DESCRIPTION OF THE TASK
From the records below, pick out every line that contains the word "field" and copy each one.

Bounding box data excerpts
· · · ·

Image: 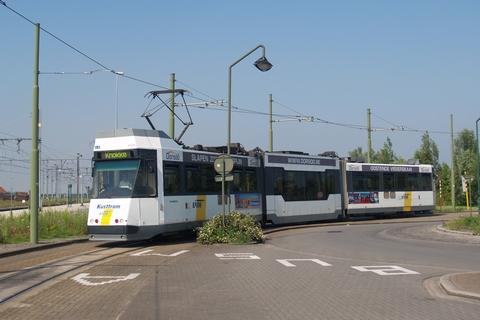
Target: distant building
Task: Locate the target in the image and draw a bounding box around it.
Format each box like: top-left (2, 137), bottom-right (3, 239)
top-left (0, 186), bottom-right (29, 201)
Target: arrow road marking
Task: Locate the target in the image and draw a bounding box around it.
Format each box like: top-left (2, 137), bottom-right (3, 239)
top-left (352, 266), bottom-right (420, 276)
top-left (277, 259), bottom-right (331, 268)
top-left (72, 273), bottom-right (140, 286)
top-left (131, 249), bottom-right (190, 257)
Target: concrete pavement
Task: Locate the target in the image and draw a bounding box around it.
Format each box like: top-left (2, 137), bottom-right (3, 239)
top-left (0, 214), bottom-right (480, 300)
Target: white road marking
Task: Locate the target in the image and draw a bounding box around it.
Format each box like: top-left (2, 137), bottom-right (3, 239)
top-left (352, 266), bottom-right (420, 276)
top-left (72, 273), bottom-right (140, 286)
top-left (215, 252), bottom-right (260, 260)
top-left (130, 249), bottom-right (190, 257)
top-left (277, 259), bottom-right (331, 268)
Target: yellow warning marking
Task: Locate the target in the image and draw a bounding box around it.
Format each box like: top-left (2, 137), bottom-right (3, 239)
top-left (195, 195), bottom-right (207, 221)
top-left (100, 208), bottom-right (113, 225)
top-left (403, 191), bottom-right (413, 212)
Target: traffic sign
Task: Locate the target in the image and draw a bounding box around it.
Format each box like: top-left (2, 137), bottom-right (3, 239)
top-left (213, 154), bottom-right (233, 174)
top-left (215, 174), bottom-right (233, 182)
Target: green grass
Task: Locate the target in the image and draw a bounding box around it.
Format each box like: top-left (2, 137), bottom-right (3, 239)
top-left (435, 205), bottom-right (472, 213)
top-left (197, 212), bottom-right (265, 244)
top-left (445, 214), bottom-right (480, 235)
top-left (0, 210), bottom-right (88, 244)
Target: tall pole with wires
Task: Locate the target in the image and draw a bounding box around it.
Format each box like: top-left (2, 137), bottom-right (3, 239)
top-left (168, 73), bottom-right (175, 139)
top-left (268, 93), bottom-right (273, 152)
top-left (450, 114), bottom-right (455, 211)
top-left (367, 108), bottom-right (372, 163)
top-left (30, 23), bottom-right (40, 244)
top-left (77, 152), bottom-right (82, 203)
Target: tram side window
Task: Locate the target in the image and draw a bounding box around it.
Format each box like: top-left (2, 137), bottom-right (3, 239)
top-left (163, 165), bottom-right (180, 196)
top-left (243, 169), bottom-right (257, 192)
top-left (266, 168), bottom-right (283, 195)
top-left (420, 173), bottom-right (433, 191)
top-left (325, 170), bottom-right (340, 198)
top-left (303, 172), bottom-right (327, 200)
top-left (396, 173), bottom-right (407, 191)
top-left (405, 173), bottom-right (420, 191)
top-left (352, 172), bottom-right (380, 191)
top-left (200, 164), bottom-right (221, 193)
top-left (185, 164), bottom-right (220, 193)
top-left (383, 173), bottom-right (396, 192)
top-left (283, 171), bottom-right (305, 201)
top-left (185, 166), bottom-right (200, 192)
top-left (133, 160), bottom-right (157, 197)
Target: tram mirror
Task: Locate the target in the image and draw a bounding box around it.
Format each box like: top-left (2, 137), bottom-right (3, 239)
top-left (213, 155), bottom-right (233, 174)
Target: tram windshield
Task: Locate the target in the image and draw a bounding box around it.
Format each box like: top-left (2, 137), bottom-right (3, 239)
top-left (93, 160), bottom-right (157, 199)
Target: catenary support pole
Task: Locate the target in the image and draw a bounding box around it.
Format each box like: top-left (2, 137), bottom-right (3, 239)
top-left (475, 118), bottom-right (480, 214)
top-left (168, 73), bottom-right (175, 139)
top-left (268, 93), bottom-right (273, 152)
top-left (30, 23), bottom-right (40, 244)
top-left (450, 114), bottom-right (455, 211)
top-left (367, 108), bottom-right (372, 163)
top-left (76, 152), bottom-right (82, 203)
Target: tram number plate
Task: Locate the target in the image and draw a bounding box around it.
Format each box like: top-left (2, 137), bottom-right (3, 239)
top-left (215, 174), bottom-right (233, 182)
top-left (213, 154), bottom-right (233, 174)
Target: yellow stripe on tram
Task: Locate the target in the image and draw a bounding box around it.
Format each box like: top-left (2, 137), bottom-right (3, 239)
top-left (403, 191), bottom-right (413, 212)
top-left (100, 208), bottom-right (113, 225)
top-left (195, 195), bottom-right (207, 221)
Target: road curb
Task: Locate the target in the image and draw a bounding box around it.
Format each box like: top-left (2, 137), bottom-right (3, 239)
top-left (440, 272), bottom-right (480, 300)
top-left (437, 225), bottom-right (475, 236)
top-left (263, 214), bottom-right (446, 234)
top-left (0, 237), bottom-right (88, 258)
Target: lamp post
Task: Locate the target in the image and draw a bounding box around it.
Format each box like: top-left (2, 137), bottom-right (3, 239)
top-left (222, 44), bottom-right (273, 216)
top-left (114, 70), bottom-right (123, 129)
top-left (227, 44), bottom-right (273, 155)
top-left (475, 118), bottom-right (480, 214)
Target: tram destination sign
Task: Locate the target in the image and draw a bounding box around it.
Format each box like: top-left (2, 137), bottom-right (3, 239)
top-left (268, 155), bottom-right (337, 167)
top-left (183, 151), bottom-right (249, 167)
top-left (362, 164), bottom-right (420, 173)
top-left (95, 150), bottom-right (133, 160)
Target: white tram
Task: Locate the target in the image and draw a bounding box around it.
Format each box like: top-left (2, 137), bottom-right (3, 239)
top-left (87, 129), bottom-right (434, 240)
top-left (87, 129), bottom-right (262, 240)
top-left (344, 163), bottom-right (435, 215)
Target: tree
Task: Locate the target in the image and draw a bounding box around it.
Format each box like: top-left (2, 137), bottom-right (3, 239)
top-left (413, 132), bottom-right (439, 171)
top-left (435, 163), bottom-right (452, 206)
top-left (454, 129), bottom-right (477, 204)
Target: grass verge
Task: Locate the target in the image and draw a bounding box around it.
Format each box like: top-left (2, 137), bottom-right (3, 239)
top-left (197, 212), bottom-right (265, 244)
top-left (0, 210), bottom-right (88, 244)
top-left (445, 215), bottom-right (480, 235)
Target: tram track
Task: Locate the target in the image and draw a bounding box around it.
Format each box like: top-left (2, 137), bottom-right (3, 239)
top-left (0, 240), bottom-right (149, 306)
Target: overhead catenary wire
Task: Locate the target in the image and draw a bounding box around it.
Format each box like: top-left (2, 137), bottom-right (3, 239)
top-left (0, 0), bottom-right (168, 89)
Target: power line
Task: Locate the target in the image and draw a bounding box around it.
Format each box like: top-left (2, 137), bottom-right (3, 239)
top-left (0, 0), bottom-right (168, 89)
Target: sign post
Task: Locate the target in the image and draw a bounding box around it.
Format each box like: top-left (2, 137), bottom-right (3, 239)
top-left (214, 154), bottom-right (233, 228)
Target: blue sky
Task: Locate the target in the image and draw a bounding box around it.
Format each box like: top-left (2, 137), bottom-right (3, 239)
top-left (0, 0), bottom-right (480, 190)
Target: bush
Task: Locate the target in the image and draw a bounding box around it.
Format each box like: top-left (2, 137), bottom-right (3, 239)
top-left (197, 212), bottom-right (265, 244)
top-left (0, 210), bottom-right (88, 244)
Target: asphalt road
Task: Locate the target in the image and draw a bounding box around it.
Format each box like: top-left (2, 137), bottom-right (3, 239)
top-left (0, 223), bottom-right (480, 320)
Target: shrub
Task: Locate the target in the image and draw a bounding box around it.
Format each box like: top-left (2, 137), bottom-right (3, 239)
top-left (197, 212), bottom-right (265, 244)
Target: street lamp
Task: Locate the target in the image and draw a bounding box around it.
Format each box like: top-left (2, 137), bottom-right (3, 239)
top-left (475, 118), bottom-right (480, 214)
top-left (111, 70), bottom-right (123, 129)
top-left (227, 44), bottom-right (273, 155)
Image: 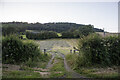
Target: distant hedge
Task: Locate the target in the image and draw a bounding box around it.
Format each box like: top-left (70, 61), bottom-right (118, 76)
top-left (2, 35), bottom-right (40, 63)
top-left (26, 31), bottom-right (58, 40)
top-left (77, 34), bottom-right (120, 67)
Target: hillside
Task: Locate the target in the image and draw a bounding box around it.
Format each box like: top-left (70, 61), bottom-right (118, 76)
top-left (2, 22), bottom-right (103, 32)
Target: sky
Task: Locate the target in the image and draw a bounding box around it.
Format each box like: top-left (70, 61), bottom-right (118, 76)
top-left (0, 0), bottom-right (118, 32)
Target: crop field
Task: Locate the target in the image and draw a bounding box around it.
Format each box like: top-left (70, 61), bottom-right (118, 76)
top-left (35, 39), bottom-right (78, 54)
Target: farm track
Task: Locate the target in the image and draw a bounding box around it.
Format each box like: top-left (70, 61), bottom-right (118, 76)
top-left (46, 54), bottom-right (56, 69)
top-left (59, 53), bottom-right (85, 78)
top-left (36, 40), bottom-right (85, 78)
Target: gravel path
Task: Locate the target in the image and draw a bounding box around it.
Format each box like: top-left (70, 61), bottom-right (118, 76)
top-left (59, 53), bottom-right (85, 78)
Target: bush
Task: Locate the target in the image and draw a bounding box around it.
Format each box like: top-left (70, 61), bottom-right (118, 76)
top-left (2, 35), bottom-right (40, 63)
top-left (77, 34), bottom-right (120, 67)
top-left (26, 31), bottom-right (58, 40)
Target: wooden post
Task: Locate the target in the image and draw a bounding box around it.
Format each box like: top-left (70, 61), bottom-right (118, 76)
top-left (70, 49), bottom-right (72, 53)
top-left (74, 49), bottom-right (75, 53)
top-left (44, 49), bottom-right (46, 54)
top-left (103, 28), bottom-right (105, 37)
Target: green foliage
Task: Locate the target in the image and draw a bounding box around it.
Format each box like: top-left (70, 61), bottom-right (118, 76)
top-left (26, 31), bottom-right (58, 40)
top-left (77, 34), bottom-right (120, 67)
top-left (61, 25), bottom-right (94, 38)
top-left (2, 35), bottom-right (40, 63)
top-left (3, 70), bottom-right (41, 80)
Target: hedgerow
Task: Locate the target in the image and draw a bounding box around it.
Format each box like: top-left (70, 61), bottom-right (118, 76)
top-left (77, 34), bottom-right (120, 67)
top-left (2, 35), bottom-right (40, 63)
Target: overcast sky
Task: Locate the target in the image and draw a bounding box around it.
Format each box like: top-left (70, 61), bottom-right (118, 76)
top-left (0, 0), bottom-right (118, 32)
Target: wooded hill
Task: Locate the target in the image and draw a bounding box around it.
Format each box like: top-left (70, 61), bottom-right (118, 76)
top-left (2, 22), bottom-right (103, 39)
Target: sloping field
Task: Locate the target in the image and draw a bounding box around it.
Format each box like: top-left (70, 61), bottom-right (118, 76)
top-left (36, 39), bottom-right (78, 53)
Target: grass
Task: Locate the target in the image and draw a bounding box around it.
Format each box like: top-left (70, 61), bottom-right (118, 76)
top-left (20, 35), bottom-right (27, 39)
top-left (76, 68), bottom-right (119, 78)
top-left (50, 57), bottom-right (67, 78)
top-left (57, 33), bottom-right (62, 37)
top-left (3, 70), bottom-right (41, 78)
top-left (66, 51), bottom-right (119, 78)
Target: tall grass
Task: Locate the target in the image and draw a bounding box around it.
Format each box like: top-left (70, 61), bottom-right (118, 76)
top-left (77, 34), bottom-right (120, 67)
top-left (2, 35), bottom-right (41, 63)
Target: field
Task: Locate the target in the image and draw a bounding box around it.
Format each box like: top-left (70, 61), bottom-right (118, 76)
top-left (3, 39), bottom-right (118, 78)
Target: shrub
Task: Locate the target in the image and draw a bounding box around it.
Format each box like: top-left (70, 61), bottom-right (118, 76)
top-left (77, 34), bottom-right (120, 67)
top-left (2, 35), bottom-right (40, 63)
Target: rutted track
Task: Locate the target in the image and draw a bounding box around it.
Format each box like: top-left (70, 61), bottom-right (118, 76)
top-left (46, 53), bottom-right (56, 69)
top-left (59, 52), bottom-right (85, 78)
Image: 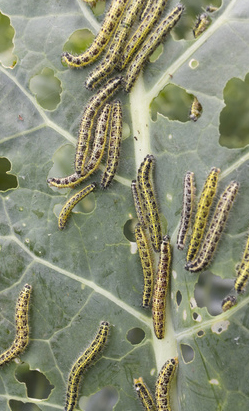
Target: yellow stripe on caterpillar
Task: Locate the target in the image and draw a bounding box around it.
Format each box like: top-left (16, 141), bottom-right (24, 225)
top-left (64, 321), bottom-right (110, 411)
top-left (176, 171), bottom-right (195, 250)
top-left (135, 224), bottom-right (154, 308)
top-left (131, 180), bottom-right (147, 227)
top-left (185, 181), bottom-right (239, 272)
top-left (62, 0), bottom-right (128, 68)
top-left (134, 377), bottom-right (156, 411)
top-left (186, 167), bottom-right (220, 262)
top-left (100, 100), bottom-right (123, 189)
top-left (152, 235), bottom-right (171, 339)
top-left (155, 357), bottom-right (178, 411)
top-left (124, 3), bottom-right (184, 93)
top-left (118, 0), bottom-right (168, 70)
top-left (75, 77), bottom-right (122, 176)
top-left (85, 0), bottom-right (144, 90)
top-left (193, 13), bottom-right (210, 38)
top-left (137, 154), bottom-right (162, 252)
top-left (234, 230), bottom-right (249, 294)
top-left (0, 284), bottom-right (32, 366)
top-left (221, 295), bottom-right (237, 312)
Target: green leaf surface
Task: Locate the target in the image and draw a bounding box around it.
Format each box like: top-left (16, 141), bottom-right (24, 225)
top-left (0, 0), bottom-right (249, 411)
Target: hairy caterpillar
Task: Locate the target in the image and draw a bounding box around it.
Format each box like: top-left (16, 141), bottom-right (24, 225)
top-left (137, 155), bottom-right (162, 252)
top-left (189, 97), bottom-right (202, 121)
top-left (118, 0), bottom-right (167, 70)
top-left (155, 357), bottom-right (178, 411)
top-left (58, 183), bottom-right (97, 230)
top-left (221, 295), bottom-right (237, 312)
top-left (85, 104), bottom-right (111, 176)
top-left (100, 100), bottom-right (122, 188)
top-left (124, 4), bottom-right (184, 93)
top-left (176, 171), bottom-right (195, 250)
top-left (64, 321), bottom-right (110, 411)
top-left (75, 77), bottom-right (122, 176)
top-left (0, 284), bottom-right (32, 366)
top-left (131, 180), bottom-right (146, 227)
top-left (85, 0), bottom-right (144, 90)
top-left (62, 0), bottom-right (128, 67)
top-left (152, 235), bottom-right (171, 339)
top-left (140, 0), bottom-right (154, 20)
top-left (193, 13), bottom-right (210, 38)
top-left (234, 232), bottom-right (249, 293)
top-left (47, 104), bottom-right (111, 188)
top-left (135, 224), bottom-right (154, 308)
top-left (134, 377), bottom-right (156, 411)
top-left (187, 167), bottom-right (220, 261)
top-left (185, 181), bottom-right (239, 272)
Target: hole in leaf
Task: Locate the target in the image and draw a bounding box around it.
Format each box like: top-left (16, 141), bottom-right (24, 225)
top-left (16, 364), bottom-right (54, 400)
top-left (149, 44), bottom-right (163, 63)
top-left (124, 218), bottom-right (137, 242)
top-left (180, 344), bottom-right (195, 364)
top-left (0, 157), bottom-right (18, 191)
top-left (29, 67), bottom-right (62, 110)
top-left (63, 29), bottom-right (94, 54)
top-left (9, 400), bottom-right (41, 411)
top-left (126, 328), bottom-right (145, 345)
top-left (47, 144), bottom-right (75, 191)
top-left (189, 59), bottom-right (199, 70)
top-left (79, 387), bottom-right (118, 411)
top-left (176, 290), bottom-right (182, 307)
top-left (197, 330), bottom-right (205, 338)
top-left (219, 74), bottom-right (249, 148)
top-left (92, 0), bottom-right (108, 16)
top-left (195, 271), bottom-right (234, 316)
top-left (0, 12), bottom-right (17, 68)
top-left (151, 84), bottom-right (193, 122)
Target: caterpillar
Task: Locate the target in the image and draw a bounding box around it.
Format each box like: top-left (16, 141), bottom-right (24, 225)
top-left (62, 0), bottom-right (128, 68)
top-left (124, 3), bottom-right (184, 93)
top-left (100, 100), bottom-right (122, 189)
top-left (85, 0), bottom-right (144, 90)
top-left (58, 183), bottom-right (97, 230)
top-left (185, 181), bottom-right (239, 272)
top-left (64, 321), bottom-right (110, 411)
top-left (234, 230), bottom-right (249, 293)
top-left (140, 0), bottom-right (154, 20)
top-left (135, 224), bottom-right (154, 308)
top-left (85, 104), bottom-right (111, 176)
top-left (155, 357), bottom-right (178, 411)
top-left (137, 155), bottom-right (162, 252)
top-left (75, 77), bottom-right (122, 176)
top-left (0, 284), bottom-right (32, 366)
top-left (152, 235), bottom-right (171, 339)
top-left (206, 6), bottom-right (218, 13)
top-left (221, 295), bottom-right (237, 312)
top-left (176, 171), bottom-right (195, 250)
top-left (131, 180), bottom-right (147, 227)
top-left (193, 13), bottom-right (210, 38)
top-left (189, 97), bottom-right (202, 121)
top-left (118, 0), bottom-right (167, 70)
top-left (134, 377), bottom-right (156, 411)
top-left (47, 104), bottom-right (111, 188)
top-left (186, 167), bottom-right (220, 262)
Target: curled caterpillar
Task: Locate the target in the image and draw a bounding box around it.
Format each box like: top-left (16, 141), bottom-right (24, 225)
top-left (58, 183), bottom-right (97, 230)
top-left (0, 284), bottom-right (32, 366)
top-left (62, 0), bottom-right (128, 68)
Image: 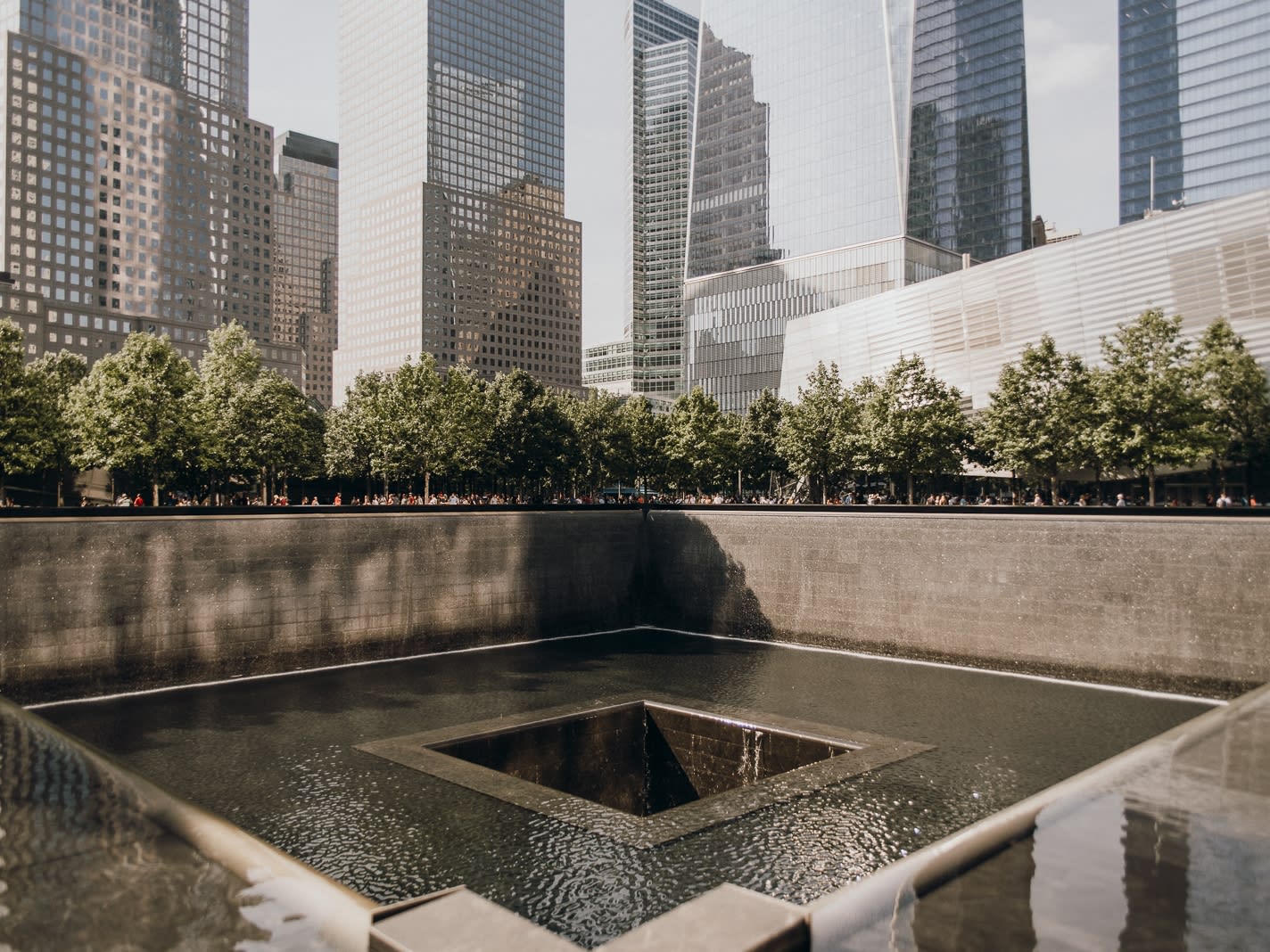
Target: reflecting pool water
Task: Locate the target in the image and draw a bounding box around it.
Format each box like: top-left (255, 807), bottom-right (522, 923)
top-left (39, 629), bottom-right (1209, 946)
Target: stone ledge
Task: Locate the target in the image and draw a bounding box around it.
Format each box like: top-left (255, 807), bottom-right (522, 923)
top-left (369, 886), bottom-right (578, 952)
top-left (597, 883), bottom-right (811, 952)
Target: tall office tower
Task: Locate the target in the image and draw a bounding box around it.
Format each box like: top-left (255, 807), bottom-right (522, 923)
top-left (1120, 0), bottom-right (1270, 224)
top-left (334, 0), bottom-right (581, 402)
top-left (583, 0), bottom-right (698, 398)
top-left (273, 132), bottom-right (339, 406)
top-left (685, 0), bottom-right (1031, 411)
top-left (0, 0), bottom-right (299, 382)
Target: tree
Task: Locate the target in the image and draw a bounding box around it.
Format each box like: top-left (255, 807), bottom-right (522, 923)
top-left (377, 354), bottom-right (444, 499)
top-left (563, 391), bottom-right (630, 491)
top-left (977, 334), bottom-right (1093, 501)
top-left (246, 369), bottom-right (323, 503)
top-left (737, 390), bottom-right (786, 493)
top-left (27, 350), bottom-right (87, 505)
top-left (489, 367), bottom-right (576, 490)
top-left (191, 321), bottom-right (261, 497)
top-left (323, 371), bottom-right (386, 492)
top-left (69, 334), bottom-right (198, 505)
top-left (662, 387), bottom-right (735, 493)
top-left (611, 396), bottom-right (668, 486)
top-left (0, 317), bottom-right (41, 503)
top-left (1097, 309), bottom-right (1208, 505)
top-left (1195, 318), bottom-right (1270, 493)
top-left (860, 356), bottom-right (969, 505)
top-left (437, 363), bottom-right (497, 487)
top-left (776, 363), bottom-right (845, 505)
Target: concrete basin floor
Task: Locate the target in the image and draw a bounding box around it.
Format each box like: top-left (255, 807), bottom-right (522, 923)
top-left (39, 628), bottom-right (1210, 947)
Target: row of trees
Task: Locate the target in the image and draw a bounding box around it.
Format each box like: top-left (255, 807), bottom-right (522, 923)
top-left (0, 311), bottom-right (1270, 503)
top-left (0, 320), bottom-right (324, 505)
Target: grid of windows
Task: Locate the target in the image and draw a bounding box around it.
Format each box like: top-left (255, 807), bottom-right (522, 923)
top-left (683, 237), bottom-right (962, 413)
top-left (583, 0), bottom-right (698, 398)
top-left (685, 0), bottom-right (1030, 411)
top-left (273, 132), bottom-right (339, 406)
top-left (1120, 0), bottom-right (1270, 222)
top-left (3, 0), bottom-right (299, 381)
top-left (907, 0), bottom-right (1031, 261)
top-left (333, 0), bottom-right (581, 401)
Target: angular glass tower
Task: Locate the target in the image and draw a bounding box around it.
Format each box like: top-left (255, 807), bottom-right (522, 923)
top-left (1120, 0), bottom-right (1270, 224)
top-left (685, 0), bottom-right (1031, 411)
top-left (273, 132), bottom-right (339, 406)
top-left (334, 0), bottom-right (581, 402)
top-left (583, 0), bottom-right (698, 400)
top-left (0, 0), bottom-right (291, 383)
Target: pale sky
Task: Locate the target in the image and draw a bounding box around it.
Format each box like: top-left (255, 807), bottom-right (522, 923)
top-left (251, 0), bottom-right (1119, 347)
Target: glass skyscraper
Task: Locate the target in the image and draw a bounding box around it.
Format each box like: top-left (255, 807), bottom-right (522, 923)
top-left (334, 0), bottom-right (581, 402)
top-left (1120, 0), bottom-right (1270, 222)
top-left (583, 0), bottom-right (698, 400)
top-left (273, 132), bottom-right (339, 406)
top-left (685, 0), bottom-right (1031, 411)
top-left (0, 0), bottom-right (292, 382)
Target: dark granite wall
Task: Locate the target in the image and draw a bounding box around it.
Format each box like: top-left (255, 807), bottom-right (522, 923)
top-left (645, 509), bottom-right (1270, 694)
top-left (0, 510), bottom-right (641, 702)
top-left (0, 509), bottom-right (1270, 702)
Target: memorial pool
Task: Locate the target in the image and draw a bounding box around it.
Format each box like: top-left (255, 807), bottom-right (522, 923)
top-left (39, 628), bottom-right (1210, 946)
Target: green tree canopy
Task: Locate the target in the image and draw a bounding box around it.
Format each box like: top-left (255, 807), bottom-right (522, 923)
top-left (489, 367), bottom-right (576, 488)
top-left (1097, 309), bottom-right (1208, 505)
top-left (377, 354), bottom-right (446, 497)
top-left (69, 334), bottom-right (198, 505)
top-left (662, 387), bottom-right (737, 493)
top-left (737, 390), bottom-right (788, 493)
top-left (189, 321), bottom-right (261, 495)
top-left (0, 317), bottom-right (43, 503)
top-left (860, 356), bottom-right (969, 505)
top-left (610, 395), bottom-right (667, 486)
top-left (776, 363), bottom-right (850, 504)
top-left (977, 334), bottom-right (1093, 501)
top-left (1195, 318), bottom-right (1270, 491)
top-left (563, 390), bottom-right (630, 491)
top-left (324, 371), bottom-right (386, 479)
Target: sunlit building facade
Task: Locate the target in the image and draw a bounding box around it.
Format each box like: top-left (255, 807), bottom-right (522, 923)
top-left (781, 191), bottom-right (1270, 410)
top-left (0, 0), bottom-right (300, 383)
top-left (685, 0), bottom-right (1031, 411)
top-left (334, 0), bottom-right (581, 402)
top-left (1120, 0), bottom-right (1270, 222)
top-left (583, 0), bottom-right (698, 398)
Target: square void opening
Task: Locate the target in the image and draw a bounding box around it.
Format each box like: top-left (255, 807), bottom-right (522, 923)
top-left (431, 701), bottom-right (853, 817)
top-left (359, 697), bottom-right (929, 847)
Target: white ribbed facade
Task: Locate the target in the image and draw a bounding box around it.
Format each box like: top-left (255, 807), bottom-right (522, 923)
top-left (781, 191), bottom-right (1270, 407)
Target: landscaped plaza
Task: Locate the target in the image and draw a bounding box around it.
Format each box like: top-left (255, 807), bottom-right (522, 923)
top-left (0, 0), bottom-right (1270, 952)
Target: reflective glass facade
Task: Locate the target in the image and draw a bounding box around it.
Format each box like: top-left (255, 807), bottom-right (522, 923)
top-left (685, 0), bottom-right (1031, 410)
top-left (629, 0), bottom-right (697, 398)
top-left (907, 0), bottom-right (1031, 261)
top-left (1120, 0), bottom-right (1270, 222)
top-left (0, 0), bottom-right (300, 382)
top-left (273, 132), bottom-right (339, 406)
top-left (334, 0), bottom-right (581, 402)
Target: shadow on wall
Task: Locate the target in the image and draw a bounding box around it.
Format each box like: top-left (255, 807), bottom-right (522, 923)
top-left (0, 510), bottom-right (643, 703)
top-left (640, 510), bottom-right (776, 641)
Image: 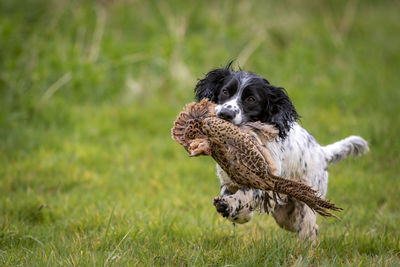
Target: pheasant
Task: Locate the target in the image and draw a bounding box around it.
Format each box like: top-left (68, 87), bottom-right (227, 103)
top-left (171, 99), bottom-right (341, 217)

· · · ·

RIGHT ANSWER
Target: crop field
Target: sloping field
Target: field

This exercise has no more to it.